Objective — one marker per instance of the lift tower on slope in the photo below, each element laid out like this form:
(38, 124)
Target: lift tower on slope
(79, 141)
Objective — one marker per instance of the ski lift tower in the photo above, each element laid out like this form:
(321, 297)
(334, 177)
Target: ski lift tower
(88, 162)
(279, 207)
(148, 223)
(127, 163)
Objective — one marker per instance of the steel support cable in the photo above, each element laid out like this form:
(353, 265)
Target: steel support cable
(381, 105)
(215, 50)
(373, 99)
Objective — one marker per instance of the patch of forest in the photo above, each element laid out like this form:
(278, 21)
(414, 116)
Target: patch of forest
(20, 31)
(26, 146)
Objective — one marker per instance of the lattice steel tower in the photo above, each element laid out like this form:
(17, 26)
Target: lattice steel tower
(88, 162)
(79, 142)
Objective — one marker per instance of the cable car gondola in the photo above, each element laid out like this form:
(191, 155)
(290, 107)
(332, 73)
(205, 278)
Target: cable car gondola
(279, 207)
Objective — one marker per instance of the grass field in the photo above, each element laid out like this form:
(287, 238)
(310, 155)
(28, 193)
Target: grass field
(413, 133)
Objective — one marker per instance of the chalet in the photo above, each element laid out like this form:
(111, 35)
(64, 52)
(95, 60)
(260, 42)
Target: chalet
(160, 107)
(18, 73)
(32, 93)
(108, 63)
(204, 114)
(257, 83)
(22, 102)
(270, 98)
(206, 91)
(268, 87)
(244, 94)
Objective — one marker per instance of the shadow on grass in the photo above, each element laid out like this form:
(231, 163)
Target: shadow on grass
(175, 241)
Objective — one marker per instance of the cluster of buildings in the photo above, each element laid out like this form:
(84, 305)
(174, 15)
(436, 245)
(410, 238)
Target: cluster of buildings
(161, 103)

● ● ● ●

**What to produce**
For every line of the listing, produce an identical copy.

**Response**
Objective — one marker per instance of the lift tower on slope in the photo below, each element laid out like this form:
(38, 124)
Target: lift tower on slope
(79, 141)
Objective — one marker per instance of the ski lift tower in the photo above, each element laid out like this form:
(321, 297)
(334, 177)
Target: ski lift tower
(88, 162)
(279, 207)
(148, 223)
(127, 163)
Objective — one marker per instance of the steel support cable in the photo above, each element laid out like this form:
(353, 265)
Target: steel support cable
(381, 105)
(215, 50)
(373, 99)
Objective — one marker per instance of the patch of forest in the photo above, each element laid out like this form:
(278, 21)
(414, 116)
Target: patch of forest
(20, 31)
(26, 146)
Objective — one marker per instance of the lattice steel tower in the photo above, each element laid out like this form:
(17, 26)
Target: lattice steel tower
(88, 162)
(79, 142)
Objective — one marker per instance of the cable car gondola in the photo above, each element laid out like this form:
(191, 155)
(290, 107)
(332, 73)
(205, 278)
Target: cable car gondola
(279, 207)
Objective — one marker per instance of the grass field in the photo above, each element laid out like this form:
(287, 238)
(310, 155)
(28, 193)
Target: grass field
(413, 133)
Objective — one marker per instance of the chalet in the photo above, each element laid out like this form:
(111, 35)
(64, 52)
(95, 60)
(260, 42)
Target: chalet
(160, 107)
(18, 73)
(32, 93)
(108, 63)
(204, 114)
(257, 83)
(22, 102)
(270, 98)
(206, 91)
(268, 87)
(244, 94)
Objective — one marker per instance of the shadow on grass in the photo above, each element laid out like this form:
(231, 163)
Target: shadow on grass
(175, 241)
Objective — one marker per instance of the cluster of buildings in the photo above, each element laid out like this form:
(84, 305)
(174, 15)
(436, 245)
(410, 238)
Target: cluster of buildings
(161, 103)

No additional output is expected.